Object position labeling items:
-=-=-=-=-

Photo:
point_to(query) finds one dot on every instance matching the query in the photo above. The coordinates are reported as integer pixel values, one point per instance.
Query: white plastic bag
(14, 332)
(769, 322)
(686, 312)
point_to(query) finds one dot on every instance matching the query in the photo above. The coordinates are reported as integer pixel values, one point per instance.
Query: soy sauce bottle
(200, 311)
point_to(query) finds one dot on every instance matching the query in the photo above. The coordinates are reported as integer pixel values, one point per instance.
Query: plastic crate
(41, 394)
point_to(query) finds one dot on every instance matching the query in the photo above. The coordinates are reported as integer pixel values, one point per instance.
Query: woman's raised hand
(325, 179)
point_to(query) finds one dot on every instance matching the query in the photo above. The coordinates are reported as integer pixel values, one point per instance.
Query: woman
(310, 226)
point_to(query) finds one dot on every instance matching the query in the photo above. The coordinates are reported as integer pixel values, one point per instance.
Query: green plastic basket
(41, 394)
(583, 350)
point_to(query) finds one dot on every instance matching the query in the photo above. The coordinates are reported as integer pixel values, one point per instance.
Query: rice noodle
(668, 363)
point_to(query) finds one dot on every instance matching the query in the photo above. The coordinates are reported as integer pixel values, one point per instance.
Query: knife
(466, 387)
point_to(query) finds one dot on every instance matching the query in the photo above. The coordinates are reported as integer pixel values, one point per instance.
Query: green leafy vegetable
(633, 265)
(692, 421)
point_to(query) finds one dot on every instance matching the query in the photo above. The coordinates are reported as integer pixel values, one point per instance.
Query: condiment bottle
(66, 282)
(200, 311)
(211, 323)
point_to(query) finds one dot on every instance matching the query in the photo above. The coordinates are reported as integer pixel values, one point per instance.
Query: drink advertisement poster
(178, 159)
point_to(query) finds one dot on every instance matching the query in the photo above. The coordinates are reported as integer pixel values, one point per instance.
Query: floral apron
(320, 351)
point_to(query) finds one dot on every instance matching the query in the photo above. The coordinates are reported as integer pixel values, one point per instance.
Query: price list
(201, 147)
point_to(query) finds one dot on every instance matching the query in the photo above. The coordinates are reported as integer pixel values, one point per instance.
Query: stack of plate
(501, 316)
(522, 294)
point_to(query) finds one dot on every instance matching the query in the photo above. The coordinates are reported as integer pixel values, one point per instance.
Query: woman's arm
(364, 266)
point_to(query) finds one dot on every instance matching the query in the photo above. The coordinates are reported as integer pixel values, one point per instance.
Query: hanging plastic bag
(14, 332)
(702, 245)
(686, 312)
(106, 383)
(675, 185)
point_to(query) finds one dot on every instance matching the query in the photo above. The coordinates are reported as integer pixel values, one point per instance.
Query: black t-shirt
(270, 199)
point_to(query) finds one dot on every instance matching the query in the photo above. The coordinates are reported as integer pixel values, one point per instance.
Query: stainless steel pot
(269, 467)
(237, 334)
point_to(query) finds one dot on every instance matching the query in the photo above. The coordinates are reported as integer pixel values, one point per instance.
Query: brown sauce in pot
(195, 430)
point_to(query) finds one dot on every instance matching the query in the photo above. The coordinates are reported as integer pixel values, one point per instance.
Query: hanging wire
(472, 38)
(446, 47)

-=-=-=-=-

_Your goal_
Pull out every line of the items above that contains the string "bottle", matching case exactly. Copy each of those lines in full.

_Answer_
Query: soy sauce bottle
Query: condiment bottle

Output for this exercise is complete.